Túnel do Tempo 2 – G-Land, WCT, 1995. Surfista aposentado, Jim Banks dropa a mais ridícula onda de toda temporada e percorre-a por tanto tempo quanto possível, sempre dentro da caverna. Slater afirma que é o melhor tubo que alguma vez já viu. Banksy sai da longa galeria aquática com os dois pés a menos de 30 cm do bico da prancha, numa fenomenal demonstração de equilíbrio e balanceamento. Hippie por vocação, Jim inscrevera seu nome na história da ilha de Bali ao conquistar, em 1981, a sua única vitória na ASP, no primeiro campeonato profissional realizado em Uluwatu. E foi amante quase exclusivo de Desert Point por quase dez anos sem que ninguém desconfiasse de onde lhe vinha o olhar esgazeado.

Ele leu Timothy Leary e descobriu que as pessoas que tinham experimentado LSD passaram por situações muito semelhantes à sua. Baptizaram o fenómeno de “flashback”, uma experiência quase extra-sensorial onde a loucura induzida pela droga regressava subitamente por fracções de segundo dias, semanas, até meses depois da “viagem”, sem aviso prévio, sem rastro. O pianinho…
Seus ouvidos transformaram-se numa antena cósmica de comunicação com um pedaço do tempo que ficara registado num filme de surfe (quem escreveu isso ?). Entrava no mar e quando avistava a primeira onda rodando, lá estava o pianinho, como que a atrai-lo para dentro dela, subtilmente dizendo: “bota p’ra dentro, bota p’ra dentro…” Como se o próprio mar fosse a sereia e o ruído do lip contra a base o seu canto hipnótico. Queria crer que um dia o pianinho sumiria.
+ + + +
Objetivo 1 ->
Responda, com base no trecho sobre surfe:
(a) Em que ano Jim Banks conquistou sua única vitória na ASP?
(b) Quem afirma que aquele é o melhor tubo que já viu?
(c) Que nome foi dado ao fenômeno descrito pelas pessoas que tinham experimentado LSD?
Objetivo 2 -> Edite a parte do trecho sobre surfe que começa com as palavras "Ele leu Timothy" e vai até "o pianinho sumiria.", trocando "antena cósmica" por "antena secreta".
Objetivo 3 -> Retome o trecho sobre surfe e continue o texto a partir da última frase.

Dados fornecidos ->
+ + + +
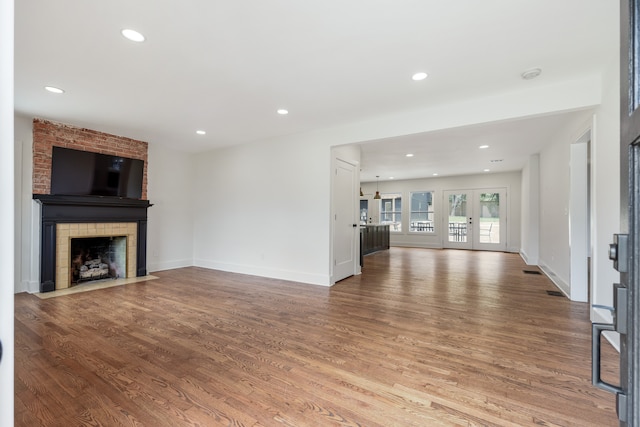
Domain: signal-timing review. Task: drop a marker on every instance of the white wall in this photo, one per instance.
+ + + +
Resposta 1 ->
(a) Em 1981.
(b) Slater.
(c) "Flashback".

Resposta 2 ->
Ele leu Timothy Leary e descobriu que as pessoas que tinham experimentado LSD passaram por situações muito semelhantes à sua. Baptizaram o fenómeno de “flashback”, uma experiência quase extra-sensorial onde a loucura induzida pela droga regressava subitamente por fracções de segundo dias, semanas, até meses depois da “viagem”, sem aviso prévio, sem rastro. O pianinho…
Seus ouvidos transformaram-se numa antena secreta de comunicação com um pedaço do tempo que ficara registado num filme de surfe (quem escreveu isso ?). Entrava no mar e quando avistava a primeira onda rodando, lá estava o pianinho, como que a atrai-lo para dentro dela, subtilmente dizendo: “bota p’ra dentro, bota p’ra dentro…” Como se o próprio mar fosse a sereia e o ruído do lip contra a base o seu canto hipnótico. Queria crer que um dia o pianinho sumiria.

Resposta 3 ->
Assistia o Curren nos filmes e vinha o pianinho. Slater, Occy, Andy, Carroll, Machado, Dorian e sempre o pianinho, permeando cada momento dos tubos. Diga-se de passagem, o pianinho só surgia quando a atmosfera era de tubo. Podia ser uma árvore com galhos caídos, uma tubulação em construção na calçada, um retrovisor de automóvel, um canto de tapete enrolado…

Túnel do tempo 3 – Nunca houve surfista como Valdir Vargas. Durante quase uma década, aqui no Brasil existia apenas uma pessoa que rimava com tubos. Valdir foi competir em Pipeline, Brian Buckley marcou-o com toda desonestidade possível depois dos jornais havaianos apontarem o jovem brasileiro como favorito ao troféu do Pipe Masters. Alguns anos depois, Vargas recebeu uma carta do seu amigo, Dane Kealoha. Dizia: “Caro amigo, hoje vinguei a tua bateria em Pipe. Fechei o filho-da-puta do Brian Buckley. Ele ficou fodido! Trocámos socos. Eu ganhei, ele perdeu.”

Incrível como uma música pode grudar de tal forma na vida dum sujeito.
Ele nunca mais foi o mesmo…

Referências

Pablo Cruise: Banda de rock californiana dos anos 70 com um som à base de longos solos de guitarra e piano, que teve três canções na banda sonora de Free Ride: “Ocean Breeze”, “Zero to Sixty in Five” e “El Verano”. Hoje em dia é relativamente fácil encontrar a colectânea “20th Century Masters - The Millennium Collection: The Best Of Pablo Cruise (Interscope – 2001)

Free Ride: Filme de Bill Delaney que marcou um dos períodos mais importantes da história do surf, os Invernos de 75/76 e 76/77 no Hawaii, mostrando a ascensão de nomes como Wayne Bartholomew, Shaun Tomson, Mark Richards e outros no cenário internacional. A fotografia então revolucionária de Dan Markel permitiu mostrar o interior dos tubos como nunca se tinha visto antes. A banda sonora é ainda considerada por muita gente como a melhor de sempre na história dos filmes de surf. Aguarda-se a edição em dvd mas procurando bem ainda se encontram cópias.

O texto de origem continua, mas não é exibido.